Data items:
________________________

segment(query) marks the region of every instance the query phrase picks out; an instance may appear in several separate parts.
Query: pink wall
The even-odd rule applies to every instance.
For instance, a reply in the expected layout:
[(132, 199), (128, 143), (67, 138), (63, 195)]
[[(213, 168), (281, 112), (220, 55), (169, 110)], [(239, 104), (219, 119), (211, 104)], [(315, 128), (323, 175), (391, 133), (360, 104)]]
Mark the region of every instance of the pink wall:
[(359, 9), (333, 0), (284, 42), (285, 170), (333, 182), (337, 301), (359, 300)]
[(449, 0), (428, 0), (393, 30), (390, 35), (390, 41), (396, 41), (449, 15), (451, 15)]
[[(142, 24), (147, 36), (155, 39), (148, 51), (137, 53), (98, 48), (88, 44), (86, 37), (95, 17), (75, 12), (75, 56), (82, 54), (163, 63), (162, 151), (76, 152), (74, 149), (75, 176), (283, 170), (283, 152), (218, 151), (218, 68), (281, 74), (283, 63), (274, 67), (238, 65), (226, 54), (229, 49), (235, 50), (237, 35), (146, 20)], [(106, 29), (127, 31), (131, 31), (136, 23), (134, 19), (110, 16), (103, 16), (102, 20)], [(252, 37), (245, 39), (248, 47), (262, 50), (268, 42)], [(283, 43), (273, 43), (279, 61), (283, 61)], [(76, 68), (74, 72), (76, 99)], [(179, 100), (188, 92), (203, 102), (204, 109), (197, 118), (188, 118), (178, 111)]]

________________________

> _Exercise brief_
Starting at the first line of the listing and ending with the line that contains "15), (451, 15)]", both included, put each line into a JSON list of strings, one string per line, leaving out blank lines.

> _The reply_
[
  "segment(query) marks the region of every instance the query phrase picks out; an instance may appear in several separate parts.",
  "Query: pink wall",
  "The even-odd rule applies to every instance.",
  "For instance, a reply in the expected layout:",
  "[(132, 199), (128, 143), (67, 138), (63, 195)]",
  "[[(213, 168), (281, 112), (220, 55), (169, 110)], [(239, 104), (219, 119), (211, 104)], [(315, 128), (323, 175), (391, 133), (360, 104)]]",
  "Mark the region of every instance of the pink wall:",
  "[(359, 9), (333, 0), (284, 42), (285, 170), (333, 182), (337, 301), (359, 300)]",
  "[(449, 0), (428, 0), (393, 30), (390, 35), (390, 41), (396, 41), (449, 15), (451, 15)]"
]